__Your tasks__:
(1) In the passage about Jay's contract talks, what kind of contract did Ziffren ask Graboff for?
(2) Go on with the passage about Jay's contract talks, starting right after its final sentence.

__Source text__:
++++++++++++++++++++

Both Silverman and Graboff immediately wanted to know, however, what this would mean for Conan. As the three men discussed it, they agreed that he surely would not be thrilled with this development. Graboff asked Zucker who was going to break the news to Conan, and Zucker immediately acknowledged it was his responsibility and promised to do it—but first they needed to get Jay signed.

With Zucker having already secured Jay’s verbal agreement to a new deal for ten p.m., Graboff approached Ken Ziffren with a simple enough proposal—an extension for Jay, with more money because he would now be in prime time.

Ziffren responded with a request like none other Graboff had ever heard in more than twenty years in the business. He asked for a four-year pay-and-play contract. Everybody in Hollywood knew what a pay-or-play deal meant: The performer was paid in full for his two-year or four-year or whatever commitment, even if he was removed from the job at an earlier date. When shows got canceled, stars and writers with pay-or-play deals got their checks for the amounts negotiated at the start, and they couldn’t sue for damages, claiming their career had been ruined; if a network chose to, it could also bench the performer for the life of the deal. If they decreed the star would sit at home for eighteen months, he would sit at home for eighteen months.

++++++++++++++++++++

Location labeling records:

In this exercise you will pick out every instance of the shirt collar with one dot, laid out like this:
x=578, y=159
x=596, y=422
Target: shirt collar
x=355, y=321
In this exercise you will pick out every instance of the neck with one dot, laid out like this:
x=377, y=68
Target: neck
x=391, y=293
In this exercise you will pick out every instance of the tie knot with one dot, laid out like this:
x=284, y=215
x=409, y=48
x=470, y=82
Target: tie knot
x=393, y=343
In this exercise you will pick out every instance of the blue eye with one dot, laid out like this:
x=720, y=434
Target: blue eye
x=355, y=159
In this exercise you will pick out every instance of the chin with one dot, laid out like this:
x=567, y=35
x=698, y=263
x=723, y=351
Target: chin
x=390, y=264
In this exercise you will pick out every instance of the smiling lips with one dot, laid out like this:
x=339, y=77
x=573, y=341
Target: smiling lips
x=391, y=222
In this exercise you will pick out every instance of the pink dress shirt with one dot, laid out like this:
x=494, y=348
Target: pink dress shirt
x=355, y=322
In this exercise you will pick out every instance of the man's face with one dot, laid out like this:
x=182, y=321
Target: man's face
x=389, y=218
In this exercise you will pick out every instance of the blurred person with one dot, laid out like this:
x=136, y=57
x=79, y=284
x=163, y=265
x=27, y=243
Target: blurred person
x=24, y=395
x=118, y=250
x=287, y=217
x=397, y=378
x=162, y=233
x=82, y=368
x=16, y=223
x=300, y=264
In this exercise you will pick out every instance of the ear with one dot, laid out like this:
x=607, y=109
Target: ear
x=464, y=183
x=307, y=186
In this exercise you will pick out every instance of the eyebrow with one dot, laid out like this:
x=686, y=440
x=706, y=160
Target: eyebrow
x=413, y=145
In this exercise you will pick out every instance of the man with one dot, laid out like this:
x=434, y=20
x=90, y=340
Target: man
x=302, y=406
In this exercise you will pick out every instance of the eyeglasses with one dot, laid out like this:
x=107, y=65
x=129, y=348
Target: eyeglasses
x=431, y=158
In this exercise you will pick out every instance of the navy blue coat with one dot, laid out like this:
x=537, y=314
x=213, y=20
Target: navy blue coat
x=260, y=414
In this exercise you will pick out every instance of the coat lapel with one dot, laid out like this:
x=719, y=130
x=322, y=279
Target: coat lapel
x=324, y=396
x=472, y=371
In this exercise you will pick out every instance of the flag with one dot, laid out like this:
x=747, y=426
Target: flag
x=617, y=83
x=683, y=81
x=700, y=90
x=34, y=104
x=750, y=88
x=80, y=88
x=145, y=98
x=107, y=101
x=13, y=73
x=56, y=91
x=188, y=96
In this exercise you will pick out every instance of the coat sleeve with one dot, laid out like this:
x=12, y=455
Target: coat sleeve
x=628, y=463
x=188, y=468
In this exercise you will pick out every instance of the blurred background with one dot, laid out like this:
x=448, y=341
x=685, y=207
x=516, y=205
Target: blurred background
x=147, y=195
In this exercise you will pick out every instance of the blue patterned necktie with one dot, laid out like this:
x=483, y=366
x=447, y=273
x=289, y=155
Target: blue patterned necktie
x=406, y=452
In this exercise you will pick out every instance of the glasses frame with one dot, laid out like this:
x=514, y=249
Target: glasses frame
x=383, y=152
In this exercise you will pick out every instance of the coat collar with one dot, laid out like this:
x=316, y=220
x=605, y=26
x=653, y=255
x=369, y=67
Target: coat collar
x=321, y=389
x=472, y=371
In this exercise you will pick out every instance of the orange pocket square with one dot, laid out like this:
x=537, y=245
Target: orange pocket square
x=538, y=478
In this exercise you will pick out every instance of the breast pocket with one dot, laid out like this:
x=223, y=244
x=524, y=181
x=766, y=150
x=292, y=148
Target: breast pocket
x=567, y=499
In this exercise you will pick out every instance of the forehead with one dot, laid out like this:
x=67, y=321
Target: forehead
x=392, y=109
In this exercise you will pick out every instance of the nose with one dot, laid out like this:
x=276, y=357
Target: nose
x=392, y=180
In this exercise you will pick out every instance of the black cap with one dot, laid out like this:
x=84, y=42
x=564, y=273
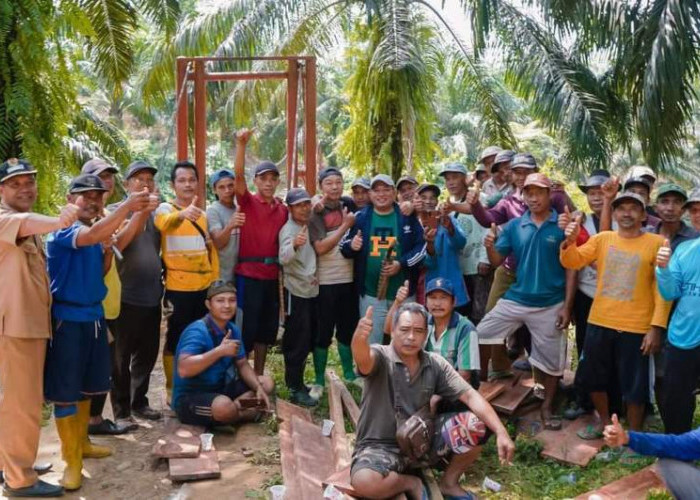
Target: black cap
x=86, y=182
x=14, y=167
x=138, y=166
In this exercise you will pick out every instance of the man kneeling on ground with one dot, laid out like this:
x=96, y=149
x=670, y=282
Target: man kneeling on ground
x=214, y=383
x=401, y=378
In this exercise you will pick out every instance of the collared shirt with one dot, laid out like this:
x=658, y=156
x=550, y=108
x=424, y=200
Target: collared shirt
x=25, y=300
x=259, y=235
x=540, y=280
x=299, y=264
x=377, y=424
x=458, y=344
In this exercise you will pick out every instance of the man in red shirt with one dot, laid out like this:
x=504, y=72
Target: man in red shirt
x=257, y=271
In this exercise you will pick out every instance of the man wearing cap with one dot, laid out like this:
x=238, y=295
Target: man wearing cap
x=298, y=261
x=338, y=301
x=137, y=337
x=78, y=358
x=213, y=377
x=257, y=271
x=543, y=293
x=627, y=315
x=377, y=228
x=189, y=258
x=25, y=327
x=224, y=222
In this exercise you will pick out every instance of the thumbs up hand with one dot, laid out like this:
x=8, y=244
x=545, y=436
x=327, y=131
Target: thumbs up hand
x=663, y=256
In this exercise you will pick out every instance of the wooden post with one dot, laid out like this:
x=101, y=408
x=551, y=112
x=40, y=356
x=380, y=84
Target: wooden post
x=200, y=129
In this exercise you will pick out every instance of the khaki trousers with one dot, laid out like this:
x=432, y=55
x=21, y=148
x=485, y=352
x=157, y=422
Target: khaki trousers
x=21, y=399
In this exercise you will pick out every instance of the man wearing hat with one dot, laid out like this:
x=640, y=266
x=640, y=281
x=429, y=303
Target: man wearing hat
x=337, y=297
x=377, y=228
x=137, y=337
x=25, y=327
x=257, y=271
x=225, y=222
x=298, y=261
x=78, y=358
x=627, y=315
x=213, y=377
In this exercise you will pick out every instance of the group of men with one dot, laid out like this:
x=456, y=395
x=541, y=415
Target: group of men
x=426, y=294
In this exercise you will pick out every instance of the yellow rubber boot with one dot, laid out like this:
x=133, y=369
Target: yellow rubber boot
x=89, y=450
x=69, y=431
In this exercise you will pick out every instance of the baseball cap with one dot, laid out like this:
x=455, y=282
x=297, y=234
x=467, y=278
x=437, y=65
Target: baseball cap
x=628, y=196
x=264, y=167
x=523, y=160
x=223, y=173
x=383, y=178
x=220, y=286
x=327, y=172
x=138, y=166
x=538, y=179
x=96, y=166
x=670, y=187
x=14, y=167
x=489, y=151
x=457, y=168
x=442, y=284
x=297, y=195
x=86, y=182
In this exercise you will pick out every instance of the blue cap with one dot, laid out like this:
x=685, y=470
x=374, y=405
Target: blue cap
x=442, y=284
x=457, y=168
x=224, y=173
x=297, y=195
x=266, y=166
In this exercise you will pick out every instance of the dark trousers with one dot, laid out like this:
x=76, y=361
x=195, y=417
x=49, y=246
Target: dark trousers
x=300, y=331
x=188, y=307
x=682, y=372
x=135, y=353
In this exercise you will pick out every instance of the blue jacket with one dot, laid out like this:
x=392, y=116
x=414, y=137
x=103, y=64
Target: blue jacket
x=410, y=240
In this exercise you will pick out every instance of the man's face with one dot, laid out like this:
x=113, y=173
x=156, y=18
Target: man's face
x=670, y=207
x=332, y=187
x=454, y=183
x=185, y=185
x=224, y=190
x=301, y=212
x=440, y=304
x=140, y=180
x=222, y=306
x=409, y=334
x=537, y=199
x=629, y=214
x=595, y=198
x=360, y=196
x=19, y=192
x=266, y=184
x=382, y=196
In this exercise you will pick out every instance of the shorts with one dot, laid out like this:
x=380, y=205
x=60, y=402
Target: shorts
x=195, y=408
x=258, y=310
x=548, y=351
x=77, y=361
x=608, y=353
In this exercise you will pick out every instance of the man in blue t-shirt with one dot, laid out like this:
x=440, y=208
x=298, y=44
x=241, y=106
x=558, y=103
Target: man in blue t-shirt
x=540, y=298
x=214, y=383
x=77, y=358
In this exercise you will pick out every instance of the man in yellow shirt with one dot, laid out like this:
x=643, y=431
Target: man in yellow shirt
x=187, y=256
x=627, y=315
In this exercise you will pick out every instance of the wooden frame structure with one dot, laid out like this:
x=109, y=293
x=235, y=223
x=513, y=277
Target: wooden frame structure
x=299, y=69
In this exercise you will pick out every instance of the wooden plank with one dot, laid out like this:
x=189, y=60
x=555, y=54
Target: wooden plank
x=341, y=447
x=633, y=487
x=313, y=456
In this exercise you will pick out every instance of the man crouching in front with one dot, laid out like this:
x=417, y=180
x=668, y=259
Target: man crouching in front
x=400, y=380
x=214, y=384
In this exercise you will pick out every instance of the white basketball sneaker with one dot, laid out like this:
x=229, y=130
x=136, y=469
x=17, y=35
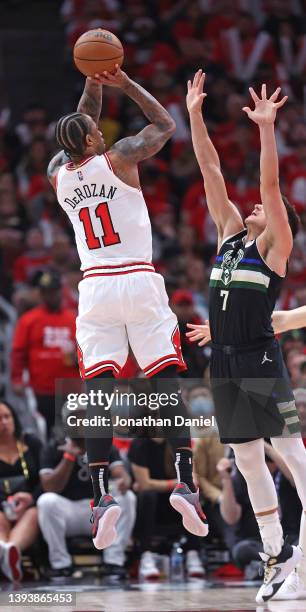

++++++++++++++++++++

__Results__:
(1) A four-year pay-and-play contract.

(2)
What Ziffren wanted for Leno was substantially different. Pay and play meant that for the agreed-upon time the network guaranteed both to pay the negotiated salary and to keep the star’s show on the air. And if the contract were to be breached in that time, the performer had the right to sue, claiming damage to his career. In addition, a breach would mean instantaneous freedom for the star: no being sent to the beach.

Clearly the last element had been on Jay’s mind. He wanted no possibility that NBC could keep him off television again.

Graboff blanched at both the pay-and-play notion and, especially, its four-year duration. That provision, fortunately, he was able to negotiate down to only the first two years of the four-year deal; after that, specific ratings considerations were put in place that would determine whether NBC could cancel the show. The message Graboff took away with him, which he assumed came indirectly from Jay, was that this new show might take time to build and that NBC needed to agree to leave it alone, without getting worked up about things like “making the quarter.”

But after accepting the cut-down to two years, there would be no further concessions coming from Jay’s side. NBC had to accede to his terms or watch Jay Leno disappear. Graboff, faced with a new, unrecognizable animal, wanted all the official clearance he could get. He requested that he be given assurance, in writing, from NBC’s general counsel—as well as from Jeff Zucker himself—that the pay-and-play arrangement with Jay Leno, while unprecedented, had been vetted and approved. Graboff printed out the e-mail acknowledgements from the general counsel and Zucker—who in his message signed off on how unusual the deal truly was, but described the decision to do it as “the price of admission”—and stuck them in the files with the contracts.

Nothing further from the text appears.